• DATA
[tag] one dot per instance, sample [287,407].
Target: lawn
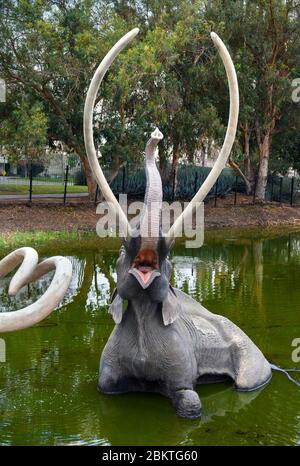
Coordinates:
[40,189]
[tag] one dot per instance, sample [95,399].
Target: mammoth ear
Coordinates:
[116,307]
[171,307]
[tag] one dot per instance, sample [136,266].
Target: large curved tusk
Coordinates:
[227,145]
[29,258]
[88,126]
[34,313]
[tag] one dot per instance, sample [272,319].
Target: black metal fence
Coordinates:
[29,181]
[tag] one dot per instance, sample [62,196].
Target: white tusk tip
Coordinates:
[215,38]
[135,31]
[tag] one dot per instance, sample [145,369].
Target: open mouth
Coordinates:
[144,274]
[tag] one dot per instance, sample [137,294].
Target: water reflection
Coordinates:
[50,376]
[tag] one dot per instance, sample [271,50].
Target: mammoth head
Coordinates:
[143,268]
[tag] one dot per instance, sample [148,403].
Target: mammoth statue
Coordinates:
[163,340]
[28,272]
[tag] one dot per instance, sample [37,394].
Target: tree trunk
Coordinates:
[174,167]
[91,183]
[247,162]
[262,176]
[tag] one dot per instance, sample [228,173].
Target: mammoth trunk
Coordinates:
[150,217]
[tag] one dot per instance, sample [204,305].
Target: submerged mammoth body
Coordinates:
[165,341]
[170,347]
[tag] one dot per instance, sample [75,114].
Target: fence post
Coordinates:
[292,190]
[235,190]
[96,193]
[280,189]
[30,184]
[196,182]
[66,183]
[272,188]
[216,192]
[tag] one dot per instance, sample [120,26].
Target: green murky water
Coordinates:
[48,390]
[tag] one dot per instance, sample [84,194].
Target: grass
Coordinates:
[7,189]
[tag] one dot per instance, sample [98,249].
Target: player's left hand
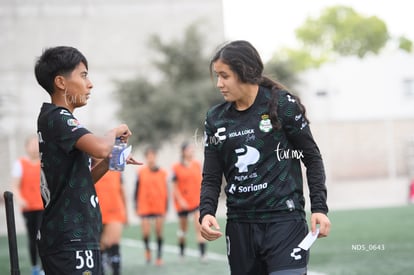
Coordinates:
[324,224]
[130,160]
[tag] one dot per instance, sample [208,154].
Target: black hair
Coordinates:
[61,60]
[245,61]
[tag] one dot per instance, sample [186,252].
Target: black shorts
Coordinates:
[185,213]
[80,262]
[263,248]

--

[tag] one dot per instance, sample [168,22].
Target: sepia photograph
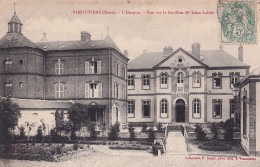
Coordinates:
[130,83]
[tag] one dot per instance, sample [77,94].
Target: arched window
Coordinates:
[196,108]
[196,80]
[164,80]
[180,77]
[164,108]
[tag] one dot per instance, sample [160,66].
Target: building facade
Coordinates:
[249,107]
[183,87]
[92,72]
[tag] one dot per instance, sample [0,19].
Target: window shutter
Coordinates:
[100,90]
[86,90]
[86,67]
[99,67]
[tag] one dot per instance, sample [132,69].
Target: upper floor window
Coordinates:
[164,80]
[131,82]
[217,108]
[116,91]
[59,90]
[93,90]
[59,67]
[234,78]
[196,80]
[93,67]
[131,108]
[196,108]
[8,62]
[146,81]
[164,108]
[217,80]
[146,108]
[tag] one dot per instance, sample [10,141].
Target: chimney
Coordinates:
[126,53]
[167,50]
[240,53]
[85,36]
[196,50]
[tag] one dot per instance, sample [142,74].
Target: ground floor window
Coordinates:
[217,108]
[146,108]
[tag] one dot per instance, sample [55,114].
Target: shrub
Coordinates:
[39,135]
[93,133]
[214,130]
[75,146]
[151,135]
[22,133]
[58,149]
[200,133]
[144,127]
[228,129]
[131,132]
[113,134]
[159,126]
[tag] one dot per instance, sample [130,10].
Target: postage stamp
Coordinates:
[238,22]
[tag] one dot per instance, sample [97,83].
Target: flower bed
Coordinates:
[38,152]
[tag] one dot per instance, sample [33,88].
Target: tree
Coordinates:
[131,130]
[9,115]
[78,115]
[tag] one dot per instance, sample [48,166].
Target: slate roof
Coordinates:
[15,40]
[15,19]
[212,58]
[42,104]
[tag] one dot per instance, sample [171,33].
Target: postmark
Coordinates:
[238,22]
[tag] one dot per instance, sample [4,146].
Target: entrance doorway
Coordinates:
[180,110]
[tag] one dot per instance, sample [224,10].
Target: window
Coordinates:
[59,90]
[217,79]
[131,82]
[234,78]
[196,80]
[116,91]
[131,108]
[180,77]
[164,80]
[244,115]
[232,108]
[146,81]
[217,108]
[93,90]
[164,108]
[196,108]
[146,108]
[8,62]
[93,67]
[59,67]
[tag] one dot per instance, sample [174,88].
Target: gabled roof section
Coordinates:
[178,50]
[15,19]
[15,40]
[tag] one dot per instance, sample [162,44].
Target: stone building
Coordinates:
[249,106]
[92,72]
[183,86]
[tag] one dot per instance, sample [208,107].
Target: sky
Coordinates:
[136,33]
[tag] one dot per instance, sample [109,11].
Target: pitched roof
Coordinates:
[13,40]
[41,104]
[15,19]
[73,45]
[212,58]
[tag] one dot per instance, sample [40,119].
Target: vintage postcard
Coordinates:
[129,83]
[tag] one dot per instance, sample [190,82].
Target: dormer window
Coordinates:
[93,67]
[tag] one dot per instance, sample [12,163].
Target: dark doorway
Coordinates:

• WORK TASK
Lines that hold the word "trunk" are the ones to copy from the entries above.

• ANSWER FOR THIS EXERCISE
Target: tree trunk
Target: mammoth trunk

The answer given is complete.